How many lines in the entries below contain the string "grass"? Reply with the number alone.
----- Information given -----
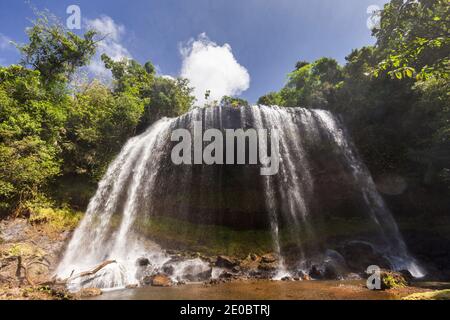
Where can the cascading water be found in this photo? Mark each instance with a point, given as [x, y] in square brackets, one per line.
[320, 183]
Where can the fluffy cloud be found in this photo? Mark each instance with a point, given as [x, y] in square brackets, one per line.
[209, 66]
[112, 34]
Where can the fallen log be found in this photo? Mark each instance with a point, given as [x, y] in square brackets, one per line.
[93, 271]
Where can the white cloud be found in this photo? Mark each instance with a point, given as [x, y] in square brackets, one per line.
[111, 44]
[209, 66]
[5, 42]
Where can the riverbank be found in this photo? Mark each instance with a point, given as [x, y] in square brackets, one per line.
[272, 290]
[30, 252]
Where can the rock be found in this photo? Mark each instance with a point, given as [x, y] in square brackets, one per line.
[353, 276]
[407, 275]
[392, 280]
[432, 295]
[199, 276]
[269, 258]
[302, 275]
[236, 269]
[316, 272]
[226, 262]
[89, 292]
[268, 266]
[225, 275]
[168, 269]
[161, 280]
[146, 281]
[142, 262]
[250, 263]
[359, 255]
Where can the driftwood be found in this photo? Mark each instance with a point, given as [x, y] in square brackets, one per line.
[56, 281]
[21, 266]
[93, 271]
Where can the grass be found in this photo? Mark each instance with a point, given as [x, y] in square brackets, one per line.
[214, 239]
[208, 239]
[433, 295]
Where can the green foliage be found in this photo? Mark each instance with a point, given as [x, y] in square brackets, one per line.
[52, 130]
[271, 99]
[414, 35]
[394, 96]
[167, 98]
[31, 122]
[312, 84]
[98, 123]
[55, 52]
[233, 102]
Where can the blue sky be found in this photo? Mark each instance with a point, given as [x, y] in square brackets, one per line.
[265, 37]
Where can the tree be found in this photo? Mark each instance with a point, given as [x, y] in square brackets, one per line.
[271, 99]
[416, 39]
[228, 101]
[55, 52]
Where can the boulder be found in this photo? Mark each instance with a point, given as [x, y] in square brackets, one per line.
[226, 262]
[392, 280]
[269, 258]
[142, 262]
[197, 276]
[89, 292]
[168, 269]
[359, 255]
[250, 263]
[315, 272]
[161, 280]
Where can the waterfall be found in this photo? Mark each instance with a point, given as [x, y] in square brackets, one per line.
-----
----- Information given -----
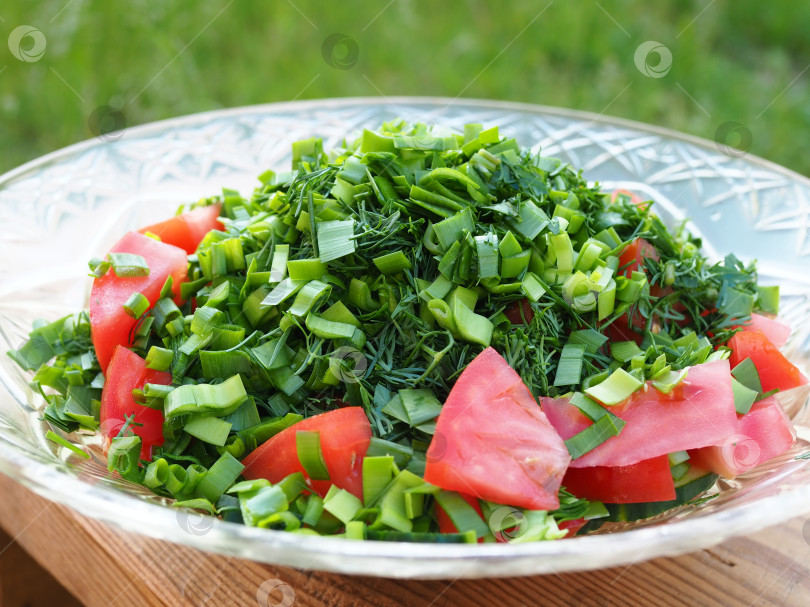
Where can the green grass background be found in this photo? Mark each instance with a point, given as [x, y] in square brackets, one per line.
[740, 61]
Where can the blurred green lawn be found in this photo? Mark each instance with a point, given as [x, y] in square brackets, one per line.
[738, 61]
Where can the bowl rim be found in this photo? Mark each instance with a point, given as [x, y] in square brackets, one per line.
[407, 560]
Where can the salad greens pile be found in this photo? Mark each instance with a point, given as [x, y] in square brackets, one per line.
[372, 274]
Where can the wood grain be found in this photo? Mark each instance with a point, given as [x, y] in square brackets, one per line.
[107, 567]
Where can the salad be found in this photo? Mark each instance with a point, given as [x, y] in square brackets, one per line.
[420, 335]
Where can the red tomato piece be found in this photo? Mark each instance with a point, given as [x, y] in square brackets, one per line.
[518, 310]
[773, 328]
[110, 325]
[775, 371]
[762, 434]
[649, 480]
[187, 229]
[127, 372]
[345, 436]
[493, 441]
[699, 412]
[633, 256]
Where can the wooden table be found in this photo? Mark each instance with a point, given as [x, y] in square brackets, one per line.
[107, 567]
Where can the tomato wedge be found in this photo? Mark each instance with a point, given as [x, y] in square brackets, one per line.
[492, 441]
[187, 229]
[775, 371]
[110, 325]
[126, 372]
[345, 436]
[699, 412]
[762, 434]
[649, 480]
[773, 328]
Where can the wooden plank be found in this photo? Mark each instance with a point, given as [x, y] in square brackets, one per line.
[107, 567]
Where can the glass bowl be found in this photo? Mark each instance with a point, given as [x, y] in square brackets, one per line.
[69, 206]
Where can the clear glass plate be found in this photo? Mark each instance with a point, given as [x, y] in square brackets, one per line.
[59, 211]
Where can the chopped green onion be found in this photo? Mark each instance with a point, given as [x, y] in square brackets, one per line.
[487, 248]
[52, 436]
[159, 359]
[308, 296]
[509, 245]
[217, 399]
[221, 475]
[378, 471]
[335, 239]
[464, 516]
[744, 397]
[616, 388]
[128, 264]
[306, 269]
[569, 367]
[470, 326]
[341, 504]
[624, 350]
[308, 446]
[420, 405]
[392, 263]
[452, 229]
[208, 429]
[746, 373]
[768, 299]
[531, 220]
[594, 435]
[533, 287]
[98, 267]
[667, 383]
-----
◆ **Right answer**
2